Effective Chemical Safety Training Through Safety Engineering Training

Effective Chemical Safety Training Through Safety Engineering Training

Teaching employees to manage their own safety and their team’s safety does not produce a reliable outcome.

Think of the last thing you’d like to hear when at work: “Mr. Safety, I think we have a problem!” 

It is just after lunch, and this is how you are greeted by the operations supervisor who is now standing in your office doorway. There he is, at a half-run stance, gripping the dusty four-inch binder that contains those affected work area’s coffee-stained, stiff, yellowing safety data sheets. Just behind him, you can hear someone shuffling through the first aid kit in the adjacent breakroom, fumbling with the eye-wash station bottles by the kitchen sink.  

Even after the morning shift’s successful tailgate safety meeting where everyone seemed alert and interested in your training (also thankful for the pizza reward last Friday) this is still how you and the poor soul (still unknown to you right now) are going to spend the rest of your afternoon. How could this happen, with all your creative and interesting chemical safety training you have been driving home to this group of well-intentioned workers? It just makes no sense at all! 

Well actually it does make sense. It makes more sense than what you and I may want to admit. The training has simply been ineffective in controlling this type of an outcome. Whether or not the incident is a near-miss, non-recordable or recordable incident, it is still an accident.

◆ **List of tasks**:
• a. In the chemical safety training article, what is the operations supervisor holding when he appears in the doorway?
• b. Write the next part of the chemical safety training article, picking up right after its final sentence.

◆ **Source data**:
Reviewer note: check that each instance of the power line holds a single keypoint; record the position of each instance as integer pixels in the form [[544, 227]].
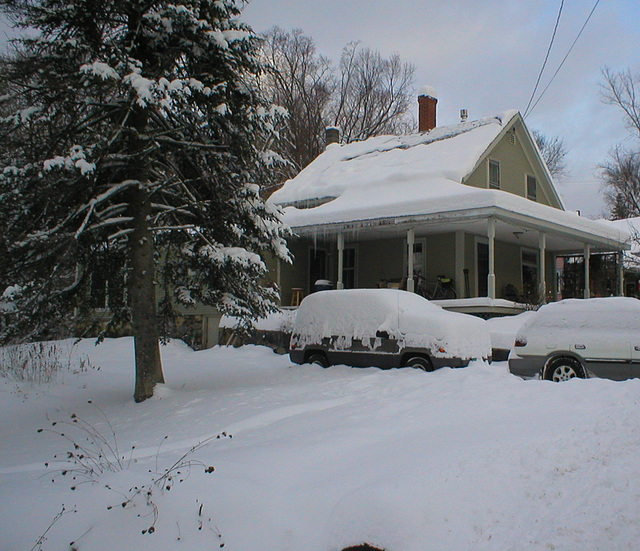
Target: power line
[[564, 58], [546, 57]]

◆ **Responses to the tasks**:
• a. A dusty four-inch binder holding the affected work area's coffee-stained, stiff, yellowing safety data sheets.

• b.
“There absolutely must be a control problem,” you say to yourself. Now you are onto something! Let’s follow through with that logic for a moment. 

The National Institute of Occupational Safety and Health published the “Hierarchy of Controls” as a tool for safety professionals to use in our safety management system designs. The problem is that many times, we only seem to use about half of this important model.  

While many have spent a career in health, safety and environmental (HSE) engineering, management has been in the lower tiers of the hierarchy (administrative controls and PPE), rather than in the upper tiers (elimination, substitution and engineering controls).  

Since the 1980s, safety practitioners have been trained that accidents are preventable, rather than accepting accidents as an expected daily occurrence. The problem has only been exacerbated by the disconnect between safety engineering (top tiers) and safety management (lower tiers). 

Teaching employees to manage their own safety and their team’s safety does not produce a reliable outcome. Instead, we need to teach our employees to engineer out their affected work systems’ hazards within those environments daily.  

This is the only way to truly reduce risks: by removing, mitigating by replacing or isolating the hazard through a physical control. This is accomplished by operating first within the top three tiers of the hierarchy then relying on the lower two tiers as lines of last defense. In practice, incorporate the following into your next chemical safety training.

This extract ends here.